Text section.
•••
Team member Perrice Nkombwe, from the Livingstone Museum, in Zambia, said: "I was amazed to know that woodworking was such a deep-rooted tradition.
Until now, evidence for the human use of wood has been limited to making fire and crafting tools such as digging sticks and spears.
Grains of rock absorb natural radioactivity from the environment over time - essentially charging up like tiny batteries, as Prof Duller put it.
“With this discovery, we hope to enrich our collection and use the finds to inform the interpretation of the woodworking tradition in Zambia,” Ms Nkombwe said.
Continuing the work at the Kalambo Falls site, she added, “has the potential to deepen our knowledge of ancient woodworking techniques, craftsmanship, and human interactions with the environment”.
The original article contains 652 words, the summary contains 144 words. Saved 78%. I’m a bot and I’m open source!
That was very interesting. I wonder if it proves to be indicative of a broader practice and skillset during that time or the work of a single exceptional individual well ahead of their time.
I don’t know why that picture of a scientist with arms folded smugly next to Lincoln Logs is so funny in context.
When it comes to pre-dating wood, do they do a carbon date on the material or cross relate the building designs matched to other structures in different material?
Edit: ignore me. I oopsed. They did luminescence dating.
Wood is decent for C14 dating, especially when you’re looking for range finder metrics. They likely took a direct sample. There’s not really a lot of comparable material this old, mostly just due to the slow grind of time. C14 is calibrated on tree rings, so that’s a likely next step for fine tuning the dating.Interesting, I didn’t think of the tree rings for fine tuning.
https://www.youtube.com/watch?v=xcib9Fnv7-Y
Crash course in under 3 min.
How could carbon-14 possibly work for anything half a million years old? That’s 87 half-lives!
Ha, you’re right. Totally forgot there’s that upper limit (To be fair I don’t really do anything with stuff that old and I’m having waiting for dinner scatterbrains. :) ) . Going to have to dive into the paper I guess!
•••
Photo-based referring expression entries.

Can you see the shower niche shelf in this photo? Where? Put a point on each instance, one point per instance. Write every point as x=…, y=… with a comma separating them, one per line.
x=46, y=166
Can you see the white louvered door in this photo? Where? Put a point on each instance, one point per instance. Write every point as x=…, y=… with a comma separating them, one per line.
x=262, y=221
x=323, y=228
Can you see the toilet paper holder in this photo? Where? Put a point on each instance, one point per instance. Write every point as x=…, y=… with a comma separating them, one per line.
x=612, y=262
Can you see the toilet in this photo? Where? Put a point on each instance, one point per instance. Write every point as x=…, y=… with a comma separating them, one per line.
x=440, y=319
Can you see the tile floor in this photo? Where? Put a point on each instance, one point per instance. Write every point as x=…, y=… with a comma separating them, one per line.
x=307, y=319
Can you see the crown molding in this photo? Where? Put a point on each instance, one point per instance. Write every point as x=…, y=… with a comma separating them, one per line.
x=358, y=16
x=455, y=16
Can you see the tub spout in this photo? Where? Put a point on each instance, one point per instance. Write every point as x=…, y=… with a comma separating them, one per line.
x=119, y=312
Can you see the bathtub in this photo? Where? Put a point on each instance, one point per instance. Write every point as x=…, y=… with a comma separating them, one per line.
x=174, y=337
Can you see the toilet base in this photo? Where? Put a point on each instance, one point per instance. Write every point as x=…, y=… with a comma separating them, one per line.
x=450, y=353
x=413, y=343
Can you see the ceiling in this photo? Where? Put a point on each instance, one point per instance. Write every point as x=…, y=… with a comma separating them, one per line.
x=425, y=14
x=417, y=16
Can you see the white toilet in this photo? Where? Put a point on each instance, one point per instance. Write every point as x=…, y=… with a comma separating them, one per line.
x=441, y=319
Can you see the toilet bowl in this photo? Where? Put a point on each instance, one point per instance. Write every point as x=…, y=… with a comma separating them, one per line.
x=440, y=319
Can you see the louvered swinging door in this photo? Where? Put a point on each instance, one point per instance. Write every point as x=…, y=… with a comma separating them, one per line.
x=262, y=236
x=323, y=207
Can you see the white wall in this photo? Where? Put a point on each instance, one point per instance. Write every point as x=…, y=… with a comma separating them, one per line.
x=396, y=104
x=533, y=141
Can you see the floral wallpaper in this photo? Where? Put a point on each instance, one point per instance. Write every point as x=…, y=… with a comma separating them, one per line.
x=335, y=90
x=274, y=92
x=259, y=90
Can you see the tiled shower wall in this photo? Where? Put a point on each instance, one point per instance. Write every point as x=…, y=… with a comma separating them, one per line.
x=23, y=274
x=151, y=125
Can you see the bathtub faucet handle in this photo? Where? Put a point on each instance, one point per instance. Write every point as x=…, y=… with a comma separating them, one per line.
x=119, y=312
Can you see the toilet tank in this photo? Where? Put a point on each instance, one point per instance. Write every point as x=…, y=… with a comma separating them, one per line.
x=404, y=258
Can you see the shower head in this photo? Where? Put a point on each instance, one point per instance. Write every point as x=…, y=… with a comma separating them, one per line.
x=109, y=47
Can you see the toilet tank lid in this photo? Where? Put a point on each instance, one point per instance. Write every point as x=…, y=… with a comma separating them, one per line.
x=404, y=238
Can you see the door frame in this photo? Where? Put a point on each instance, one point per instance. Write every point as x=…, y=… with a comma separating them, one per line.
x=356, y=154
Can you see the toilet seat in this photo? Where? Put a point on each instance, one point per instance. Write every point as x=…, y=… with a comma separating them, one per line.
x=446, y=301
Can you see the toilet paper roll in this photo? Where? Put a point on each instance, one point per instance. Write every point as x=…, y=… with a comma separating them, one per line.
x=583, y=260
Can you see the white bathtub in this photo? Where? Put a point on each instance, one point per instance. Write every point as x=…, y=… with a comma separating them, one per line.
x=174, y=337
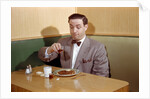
•••
Your assignment. List every place or institution named in the text about ancient woodworking, each once. The entries are not used in this exercise.

Task result.
Livingstone Museum
Zambia
Kalambo Falls